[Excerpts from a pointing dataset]
== == ==

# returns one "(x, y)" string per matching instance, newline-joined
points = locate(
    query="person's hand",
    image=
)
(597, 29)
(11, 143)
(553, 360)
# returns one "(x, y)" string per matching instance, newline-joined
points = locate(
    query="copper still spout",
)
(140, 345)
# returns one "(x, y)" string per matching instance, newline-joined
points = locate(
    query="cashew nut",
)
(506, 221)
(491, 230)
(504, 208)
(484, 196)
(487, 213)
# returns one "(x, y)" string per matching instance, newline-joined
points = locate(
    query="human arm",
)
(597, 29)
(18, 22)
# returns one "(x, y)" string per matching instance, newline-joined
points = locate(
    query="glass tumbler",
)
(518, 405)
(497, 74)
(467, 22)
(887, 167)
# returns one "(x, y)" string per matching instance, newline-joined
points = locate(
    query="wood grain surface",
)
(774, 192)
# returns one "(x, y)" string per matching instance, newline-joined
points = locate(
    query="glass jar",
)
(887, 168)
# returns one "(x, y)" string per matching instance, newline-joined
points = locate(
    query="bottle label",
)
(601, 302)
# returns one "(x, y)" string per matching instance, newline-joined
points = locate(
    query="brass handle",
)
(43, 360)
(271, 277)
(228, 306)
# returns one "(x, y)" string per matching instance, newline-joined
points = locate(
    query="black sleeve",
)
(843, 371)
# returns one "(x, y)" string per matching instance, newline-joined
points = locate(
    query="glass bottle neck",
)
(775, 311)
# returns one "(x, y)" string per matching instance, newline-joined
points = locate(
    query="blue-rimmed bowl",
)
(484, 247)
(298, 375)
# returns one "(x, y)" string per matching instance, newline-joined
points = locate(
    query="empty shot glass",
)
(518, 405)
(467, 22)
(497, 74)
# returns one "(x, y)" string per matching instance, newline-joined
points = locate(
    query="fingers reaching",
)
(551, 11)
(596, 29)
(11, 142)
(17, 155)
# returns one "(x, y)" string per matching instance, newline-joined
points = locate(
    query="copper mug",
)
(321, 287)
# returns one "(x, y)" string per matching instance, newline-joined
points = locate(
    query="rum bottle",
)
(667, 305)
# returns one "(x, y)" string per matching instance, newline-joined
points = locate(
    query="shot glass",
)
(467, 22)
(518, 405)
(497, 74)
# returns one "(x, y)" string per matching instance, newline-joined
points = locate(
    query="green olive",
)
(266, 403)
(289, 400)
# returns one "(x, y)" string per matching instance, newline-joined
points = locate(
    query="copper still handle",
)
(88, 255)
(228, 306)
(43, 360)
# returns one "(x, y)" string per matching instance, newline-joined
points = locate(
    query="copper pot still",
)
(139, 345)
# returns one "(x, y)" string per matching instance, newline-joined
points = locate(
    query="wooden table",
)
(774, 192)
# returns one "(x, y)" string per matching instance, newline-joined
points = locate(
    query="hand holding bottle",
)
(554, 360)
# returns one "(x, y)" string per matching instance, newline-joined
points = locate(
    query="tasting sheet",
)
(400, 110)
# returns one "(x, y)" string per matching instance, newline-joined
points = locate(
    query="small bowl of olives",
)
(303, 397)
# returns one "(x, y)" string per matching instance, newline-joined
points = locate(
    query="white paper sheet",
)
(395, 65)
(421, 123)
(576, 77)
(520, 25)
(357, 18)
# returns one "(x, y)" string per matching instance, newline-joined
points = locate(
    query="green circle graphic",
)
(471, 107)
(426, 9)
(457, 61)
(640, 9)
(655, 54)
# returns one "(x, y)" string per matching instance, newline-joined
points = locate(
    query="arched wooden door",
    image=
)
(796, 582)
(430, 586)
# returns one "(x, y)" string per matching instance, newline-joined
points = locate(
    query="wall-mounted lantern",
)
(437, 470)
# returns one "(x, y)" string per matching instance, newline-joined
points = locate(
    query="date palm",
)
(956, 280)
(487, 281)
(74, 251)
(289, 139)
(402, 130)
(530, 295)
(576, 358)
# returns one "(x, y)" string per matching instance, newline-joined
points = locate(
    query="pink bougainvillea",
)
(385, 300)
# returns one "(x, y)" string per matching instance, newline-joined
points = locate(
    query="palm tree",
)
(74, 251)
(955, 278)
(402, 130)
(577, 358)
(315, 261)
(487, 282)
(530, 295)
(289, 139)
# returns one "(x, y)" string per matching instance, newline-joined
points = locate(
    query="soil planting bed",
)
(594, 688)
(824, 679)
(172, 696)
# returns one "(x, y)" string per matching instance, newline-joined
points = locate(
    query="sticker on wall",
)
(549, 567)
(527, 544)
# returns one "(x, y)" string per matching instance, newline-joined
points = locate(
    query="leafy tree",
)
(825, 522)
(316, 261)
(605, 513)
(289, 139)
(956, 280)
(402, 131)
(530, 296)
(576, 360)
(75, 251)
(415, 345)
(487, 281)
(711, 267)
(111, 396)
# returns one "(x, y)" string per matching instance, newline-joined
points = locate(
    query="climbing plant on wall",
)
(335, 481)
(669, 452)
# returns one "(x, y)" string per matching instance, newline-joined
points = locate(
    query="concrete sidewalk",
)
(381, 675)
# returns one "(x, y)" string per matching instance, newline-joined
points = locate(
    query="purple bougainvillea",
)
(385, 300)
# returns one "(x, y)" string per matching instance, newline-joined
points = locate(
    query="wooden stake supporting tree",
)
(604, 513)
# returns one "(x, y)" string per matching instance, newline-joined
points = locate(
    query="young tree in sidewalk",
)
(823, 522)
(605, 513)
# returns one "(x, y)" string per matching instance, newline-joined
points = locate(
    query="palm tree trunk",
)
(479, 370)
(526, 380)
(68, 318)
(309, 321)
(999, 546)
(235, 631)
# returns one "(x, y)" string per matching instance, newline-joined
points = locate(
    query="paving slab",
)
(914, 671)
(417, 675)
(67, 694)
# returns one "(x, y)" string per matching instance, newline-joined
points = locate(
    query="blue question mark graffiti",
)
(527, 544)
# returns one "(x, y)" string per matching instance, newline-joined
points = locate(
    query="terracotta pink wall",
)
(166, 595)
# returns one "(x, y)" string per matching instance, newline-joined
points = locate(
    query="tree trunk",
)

== == ==

[OBJECTIVE]
Which lines in the entries above contain the word "wooden"? Pick out and copy every one of them.

[EXERCISE RESULT]
    query="wooden table",
    query="arched wooden door",
    query="wooden stake supporting tree",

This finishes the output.